(USING THE INFORMATION):
**1)** Answer these questions from the panorama photography passage:
(a) How long after sunset does the sky have the glow the author describes?
(b) Below what price might a tripod be flimsy enough to cause camera shake?
(c) What model of tripod does the author use?
**2)** In the panorama photography passage, write out the part that opens with the words containing "The first step" and closes with "20 image panorama.".
**3)** Continue the panorama photography passage from the point at which it stops.

== PASSAGE SHOWN

By the time you finish reading this article, you're going to be grabbing your camera bag and rushing out the door to try it for yourself.

The first step in the whole process of course, is selecting a suitable landscape to photograph. And as we have all heard: you should always choose one of the “golden hours” of the day, meaning an hour before, during or after sunrise or sunset. I personally favor twilight, whether morning or evening. Twenty minutes to half an hour after sunset (or before dawn), the sky and clouds have an incredible glow that can range from deep pastel colors all the way to the most intriguing blues and violets.



Illustration: Nubble Light, York, Maine: a 20 image panorama.

The second step is to set up your dSLR on a good, solid tripod. I can't say enough about the merits of a sturdy tripod, but I'll leave it at this advice: if you spent less than $100, there's a good chance your tripod may be flimsy enough to introduce some vibration or camera shake that could ruin your images.

And while it's also nice to have a ballhead, a good 360 degree rotating head that can support your camera in vertical orientation will usually do the trick. I use a very old Bogen 3011 tripod and a Manfrotto 3025 panoramic attachment for my panoramas, but I have made do without the panoramic head for years successfully, and sometimes still don't use it at all. Other people use more technical equipment, like the Panosaurus or the Nodal Ninja, both of which allow one to be very precise. A panoramic head or ball head simply make the whole process easier.

====
== RECORDS SHOWN

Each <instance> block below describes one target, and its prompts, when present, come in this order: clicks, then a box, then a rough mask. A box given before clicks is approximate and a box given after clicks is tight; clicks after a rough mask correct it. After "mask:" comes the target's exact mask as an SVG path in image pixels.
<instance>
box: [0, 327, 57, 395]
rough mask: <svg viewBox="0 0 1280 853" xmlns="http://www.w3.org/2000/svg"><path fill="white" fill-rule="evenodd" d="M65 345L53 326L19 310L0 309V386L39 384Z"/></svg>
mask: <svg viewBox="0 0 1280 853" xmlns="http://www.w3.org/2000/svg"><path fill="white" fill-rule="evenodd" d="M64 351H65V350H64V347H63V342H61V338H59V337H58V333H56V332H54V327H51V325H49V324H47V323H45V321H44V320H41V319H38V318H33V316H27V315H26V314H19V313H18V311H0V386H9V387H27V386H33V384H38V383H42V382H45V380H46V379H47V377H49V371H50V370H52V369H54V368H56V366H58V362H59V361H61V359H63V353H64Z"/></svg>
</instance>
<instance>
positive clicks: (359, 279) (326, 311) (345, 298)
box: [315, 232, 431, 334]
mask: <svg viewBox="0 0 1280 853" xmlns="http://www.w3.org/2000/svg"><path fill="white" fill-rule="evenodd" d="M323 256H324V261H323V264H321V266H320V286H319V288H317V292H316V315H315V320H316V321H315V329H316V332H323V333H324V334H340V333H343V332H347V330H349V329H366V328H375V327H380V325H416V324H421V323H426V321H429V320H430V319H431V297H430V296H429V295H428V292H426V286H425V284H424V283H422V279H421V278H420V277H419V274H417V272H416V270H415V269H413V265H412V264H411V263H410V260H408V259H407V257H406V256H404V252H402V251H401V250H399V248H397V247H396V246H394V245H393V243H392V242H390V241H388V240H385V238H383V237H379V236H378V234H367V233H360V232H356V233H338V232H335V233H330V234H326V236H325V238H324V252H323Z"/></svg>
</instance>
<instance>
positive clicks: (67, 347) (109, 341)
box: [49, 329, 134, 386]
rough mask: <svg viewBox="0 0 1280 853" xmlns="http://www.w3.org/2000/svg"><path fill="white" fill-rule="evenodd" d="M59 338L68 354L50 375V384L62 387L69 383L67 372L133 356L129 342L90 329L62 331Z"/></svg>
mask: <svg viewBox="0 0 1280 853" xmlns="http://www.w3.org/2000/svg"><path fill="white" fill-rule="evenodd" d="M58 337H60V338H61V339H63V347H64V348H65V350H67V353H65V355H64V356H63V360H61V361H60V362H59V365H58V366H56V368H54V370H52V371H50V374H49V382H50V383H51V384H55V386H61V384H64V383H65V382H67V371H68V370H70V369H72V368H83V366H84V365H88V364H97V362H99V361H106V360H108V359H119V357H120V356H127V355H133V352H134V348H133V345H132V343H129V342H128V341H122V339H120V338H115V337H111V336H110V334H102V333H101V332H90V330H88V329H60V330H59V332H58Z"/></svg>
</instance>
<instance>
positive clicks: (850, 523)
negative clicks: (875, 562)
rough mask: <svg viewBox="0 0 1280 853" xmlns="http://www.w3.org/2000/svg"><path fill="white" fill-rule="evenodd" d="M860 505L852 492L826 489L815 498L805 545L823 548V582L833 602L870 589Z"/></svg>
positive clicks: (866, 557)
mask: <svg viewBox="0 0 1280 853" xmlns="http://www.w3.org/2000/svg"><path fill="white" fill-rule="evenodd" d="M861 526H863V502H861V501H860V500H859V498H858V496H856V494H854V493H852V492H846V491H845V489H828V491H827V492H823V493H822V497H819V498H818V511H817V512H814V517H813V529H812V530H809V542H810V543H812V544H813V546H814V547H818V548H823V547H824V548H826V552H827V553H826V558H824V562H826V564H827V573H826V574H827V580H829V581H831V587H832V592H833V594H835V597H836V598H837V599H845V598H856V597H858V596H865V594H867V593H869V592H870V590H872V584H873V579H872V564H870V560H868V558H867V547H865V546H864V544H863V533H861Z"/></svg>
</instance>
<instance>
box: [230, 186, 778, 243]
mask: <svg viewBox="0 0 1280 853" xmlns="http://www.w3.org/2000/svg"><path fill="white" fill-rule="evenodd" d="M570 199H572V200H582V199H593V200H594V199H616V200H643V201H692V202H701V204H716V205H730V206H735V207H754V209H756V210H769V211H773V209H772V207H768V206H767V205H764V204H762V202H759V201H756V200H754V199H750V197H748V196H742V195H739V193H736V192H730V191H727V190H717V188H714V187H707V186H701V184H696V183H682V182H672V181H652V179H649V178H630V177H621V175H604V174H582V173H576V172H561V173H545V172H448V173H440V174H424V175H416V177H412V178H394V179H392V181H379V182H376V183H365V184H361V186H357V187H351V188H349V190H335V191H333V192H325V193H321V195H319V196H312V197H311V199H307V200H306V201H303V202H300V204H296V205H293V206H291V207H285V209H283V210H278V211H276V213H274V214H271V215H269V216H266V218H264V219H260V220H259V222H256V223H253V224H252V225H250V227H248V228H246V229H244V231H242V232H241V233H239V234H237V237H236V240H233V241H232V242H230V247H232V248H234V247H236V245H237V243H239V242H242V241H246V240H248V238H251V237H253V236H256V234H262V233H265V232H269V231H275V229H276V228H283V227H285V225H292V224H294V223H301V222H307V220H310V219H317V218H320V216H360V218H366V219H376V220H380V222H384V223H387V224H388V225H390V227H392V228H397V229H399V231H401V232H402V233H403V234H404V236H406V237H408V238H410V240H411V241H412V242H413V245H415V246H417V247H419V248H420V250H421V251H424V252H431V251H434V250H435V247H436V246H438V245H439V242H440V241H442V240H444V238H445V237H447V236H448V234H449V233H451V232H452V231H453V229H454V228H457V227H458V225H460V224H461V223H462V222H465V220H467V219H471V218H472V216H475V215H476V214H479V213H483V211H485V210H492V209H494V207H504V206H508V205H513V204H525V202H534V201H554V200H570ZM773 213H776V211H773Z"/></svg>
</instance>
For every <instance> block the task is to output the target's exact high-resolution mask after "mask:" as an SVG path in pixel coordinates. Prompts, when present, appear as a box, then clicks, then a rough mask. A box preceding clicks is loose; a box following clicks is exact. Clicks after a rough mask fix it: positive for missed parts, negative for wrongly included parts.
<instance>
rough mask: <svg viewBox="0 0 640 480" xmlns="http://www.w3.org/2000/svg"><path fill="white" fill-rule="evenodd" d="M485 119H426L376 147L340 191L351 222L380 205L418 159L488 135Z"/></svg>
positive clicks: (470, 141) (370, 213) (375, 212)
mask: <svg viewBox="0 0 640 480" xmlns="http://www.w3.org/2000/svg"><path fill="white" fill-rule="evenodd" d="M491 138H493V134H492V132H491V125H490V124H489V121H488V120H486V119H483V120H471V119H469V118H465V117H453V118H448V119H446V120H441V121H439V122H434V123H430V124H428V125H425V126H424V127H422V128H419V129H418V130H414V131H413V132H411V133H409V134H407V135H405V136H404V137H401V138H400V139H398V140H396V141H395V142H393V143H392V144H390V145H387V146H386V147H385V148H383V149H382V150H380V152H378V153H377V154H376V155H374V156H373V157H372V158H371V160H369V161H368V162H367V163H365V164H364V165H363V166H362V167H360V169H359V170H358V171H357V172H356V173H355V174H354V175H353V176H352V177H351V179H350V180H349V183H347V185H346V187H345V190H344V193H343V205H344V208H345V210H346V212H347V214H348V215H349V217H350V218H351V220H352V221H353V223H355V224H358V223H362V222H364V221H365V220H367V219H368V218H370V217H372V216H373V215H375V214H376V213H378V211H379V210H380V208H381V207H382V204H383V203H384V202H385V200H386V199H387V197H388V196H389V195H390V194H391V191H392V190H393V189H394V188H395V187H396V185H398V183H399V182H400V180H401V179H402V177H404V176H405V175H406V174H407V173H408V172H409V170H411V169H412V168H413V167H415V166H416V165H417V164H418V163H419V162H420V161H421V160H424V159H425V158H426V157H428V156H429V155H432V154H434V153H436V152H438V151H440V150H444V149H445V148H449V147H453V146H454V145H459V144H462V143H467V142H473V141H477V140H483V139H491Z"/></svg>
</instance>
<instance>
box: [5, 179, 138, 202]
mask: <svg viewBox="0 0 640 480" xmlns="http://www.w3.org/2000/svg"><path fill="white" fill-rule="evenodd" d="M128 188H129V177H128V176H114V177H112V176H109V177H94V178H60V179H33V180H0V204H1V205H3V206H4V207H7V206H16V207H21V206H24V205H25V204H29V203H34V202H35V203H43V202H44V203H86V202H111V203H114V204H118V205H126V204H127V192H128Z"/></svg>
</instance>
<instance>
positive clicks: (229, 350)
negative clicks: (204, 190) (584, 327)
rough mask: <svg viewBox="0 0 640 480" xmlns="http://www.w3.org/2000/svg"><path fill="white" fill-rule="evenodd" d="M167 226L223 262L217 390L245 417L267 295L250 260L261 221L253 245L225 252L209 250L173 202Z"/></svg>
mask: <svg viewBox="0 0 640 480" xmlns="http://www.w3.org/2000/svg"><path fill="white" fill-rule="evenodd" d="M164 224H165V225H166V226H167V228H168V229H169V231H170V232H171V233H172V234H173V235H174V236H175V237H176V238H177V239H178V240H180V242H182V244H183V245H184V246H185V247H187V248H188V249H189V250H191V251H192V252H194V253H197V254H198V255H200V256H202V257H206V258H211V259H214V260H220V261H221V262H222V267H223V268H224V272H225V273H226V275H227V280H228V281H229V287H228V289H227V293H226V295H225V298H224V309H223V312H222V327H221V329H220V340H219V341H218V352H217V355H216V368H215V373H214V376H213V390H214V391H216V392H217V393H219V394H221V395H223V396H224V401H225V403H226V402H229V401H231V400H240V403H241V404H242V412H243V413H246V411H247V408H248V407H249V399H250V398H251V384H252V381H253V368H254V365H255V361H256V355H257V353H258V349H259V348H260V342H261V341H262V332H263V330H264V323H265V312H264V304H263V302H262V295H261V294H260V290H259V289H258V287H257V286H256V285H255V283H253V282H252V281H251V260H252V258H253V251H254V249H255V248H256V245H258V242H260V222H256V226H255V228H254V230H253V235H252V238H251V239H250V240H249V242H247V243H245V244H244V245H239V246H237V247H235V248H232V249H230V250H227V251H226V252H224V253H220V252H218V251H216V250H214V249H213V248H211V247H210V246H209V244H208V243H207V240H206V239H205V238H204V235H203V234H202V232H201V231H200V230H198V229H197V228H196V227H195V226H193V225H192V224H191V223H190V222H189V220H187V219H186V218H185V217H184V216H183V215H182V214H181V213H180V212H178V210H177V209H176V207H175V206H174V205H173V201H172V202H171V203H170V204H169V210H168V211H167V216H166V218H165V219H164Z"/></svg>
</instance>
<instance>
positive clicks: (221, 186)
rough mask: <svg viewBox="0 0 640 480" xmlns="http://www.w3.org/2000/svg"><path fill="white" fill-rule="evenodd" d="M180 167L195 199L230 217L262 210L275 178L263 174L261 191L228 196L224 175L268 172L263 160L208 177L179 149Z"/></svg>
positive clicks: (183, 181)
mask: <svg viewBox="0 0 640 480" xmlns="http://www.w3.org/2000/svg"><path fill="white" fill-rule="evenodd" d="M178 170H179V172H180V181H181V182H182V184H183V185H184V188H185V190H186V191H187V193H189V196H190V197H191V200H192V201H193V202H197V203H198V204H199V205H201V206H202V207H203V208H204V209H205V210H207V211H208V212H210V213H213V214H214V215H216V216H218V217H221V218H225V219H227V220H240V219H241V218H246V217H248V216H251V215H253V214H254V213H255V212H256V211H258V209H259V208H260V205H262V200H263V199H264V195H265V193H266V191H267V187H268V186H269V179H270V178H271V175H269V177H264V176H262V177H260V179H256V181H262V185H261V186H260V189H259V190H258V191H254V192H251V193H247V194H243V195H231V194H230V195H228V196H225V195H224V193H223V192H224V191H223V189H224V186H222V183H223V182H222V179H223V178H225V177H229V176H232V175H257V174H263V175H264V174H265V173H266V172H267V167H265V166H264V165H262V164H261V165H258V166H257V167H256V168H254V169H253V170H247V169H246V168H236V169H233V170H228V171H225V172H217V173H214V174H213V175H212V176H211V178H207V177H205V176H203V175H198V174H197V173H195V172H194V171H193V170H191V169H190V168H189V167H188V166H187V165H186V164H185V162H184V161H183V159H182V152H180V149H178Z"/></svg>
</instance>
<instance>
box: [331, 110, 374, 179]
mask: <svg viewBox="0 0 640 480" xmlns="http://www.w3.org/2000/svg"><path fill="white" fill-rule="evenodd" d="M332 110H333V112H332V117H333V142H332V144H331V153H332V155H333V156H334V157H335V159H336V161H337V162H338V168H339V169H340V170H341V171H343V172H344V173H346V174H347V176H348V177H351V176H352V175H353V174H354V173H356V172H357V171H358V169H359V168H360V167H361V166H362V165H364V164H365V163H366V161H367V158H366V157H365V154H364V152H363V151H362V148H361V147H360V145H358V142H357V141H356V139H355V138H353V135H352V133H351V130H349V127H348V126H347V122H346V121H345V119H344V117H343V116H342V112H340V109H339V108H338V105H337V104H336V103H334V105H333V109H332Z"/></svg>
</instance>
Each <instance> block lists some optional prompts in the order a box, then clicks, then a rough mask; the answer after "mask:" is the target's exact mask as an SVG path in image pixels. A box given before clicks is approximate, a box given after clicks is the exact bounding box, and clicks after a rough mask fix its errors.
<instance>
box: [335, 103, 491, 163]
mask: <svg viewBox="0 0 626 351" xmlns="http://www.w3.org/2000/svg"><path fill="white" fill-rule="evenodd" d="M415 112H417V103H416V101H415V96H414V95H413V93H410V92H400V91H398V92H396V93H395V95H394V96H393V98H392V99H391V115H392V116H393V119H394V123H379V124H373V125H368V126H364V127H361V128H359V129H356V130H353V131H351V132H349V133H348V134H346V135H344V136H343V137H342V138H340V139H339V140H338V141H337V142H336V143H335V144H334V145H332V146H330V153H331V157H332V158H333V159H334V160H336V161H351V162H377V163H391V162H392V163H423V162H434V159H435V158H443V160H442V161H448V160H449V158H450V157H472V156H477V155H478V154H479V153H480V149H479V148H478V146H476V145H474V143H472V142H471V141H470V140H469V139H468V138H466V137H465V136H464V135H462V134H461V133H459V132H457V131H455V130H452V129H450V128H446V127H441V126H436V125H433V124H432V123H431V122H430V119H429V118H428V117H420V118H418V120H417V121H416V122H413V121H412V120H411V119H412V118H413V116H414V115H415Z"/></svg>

====

(EXERCISE RESULTS):
**1)**
(a) Twenty minutes to half an hour.
(b) $100.
(c) A Bogen 3011.

**2)**
The first step in the whole process of course, is selecting a suitable landscape to photograph. And as we have all heard: you should always choose one of the “golden hours” of the day, meaning an hour before, during or after sunrise or sunset. I personally favor twilight, whether morning or evening. Twenty minutes to half an hour after sunset (or before dawn), the sky and clouds have an incredible glow that can range from deep pastel colors all the way to the most intriguing blues and violets.



Illustration: Nubble Light, York, Maine: a 20 image panorama.

**3)**
The third step is to put your camera in vertical (portrait) orientation, making absolutely certain that your tripod and camera are completely level. To help with this, I use an Adorama Double Bubble Level, which looks a lot like a very small carpenter's level, and attaches in the hot shoe of your camera. It helps so you don't get stitching errors or a bowed, wavy-looking banner of a panorama.

Now it's time to take some pictures. First of all, I shoot solely in RAW format. RAW allows you the ability to really get the most out of each file, whereas even high-quality jpegs have discarded much of the workable information that is left in a RAW file.

I prefer to shoot wide, using the Pentax DA 12-24mm ultra wide or the Pentax DA 18-55mm ALII lenses at f/13 or f/16 using ISO 100 or 200, but f/8 or above will suffice. (I know photographers who use such lenses as the Pentax DA 10-17mm fisheye, or the Sigma 10-20mm.)

Just like any other time, start by focusing one-third of the way into the landscape or architectural piece you want to photograph. You'll need to lock your focus at this point, or your focal point will change each time you depress the shutter button, which will leave you with out of focus and underwhelming final results. The best way to accomplish this is to simply switch out of auto focus mode and into manual focus mode once you have focused your lens where you want.


In addition, you'll need to lock your exposure after deciding what you feel will expose best for all the variations in light in the area you'll be photographing.

If you don't lock your exposure you will get what is known as "banding." Banding is when you have all different exposure values (darker and lighter) showing like slices throughout the many pieces in a stitched panorama.


I typically begin by setting my camera to “Aperture Priority” (Av) mode and then moving the f-stop setting to either f/11 or f/13, for maximum depth of field, carefully checking the view finder to note the shutter speed that the camera has automatically chosen to get a properly exposed picture.

I next switch to Manual mode and dial in that f-stop and shutter speed.

Very often you will be taking pictures where the sun is on one side of the picture and it can be quite dark or shaded in other parts. While some panoramic stitching programs are fairly good at equalizing the exposures, there will still be a lot of ugly variation in your finished file unless you lock the exposure.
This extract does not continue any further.